Records supplied -
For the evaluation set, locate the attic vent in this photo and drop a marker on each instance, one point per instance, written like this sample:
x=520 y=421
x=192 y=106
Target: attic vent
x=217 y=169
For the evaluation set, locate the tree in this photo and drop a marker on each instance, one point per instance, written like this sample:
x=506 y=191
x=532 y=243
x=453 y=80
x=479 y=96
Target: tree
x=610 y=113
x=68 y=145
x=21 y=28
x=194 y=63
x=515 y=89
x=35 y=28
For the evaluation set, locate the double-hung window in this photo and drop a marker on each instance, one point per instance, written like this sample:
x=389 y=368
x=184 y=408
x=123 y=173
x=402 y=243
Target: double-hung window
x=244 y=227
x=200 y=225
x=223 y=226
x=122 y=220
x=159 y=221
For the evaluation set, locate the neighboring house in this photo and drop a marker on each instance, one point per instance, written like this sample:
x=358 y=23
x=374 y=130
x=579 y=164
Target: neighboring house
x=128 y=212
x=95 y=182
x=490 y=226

Task objective - Please rewrite all of the items above in full, requests and sample coordinates unchanged, and shift each answer coordinate listed under a "Target:" line by adding -59 to both its x and y values.

Finished answer -
For the evaluation set, locate the attic vent in this photo and drop a marker on each instance, one point per instance, written like this sample:
x=520 y=421
x=192 y=106
Target: attic vent
x=158 y=110
For the evaluation set, locate the tree in this photo and drop a marker on each instance, one point per instance, written like this sample:
x=506 y=191
x=532 y=243
x=453 y=80
x=479 y=96
Target: tree
x=551 y=54
x=9 y=86
x=-38 y=-31
x=135 y=4
x=456 y=30
x=-24 y=-31
For the evaluation set, locate the double-hung window in this photo and drop a marker on each instance, one point per instance, written like this sample:
x=389 y=368
x=184 y=408
x=123 y=173
x=402 y=243
Target: double-hung window
x=185 y=168
x=141 y=166
x=164 y=167
x=63 y=161
x=100 y=162
For the evaluation set, locate the neighboring house in this photo and drop a marker on each instance, one point per instance, written like this sample:
x=358 y=23
x=374 y=130
x=579 y=164
Target: neighboring house
x=69 y=153
x=36 y=123
x=431 y=167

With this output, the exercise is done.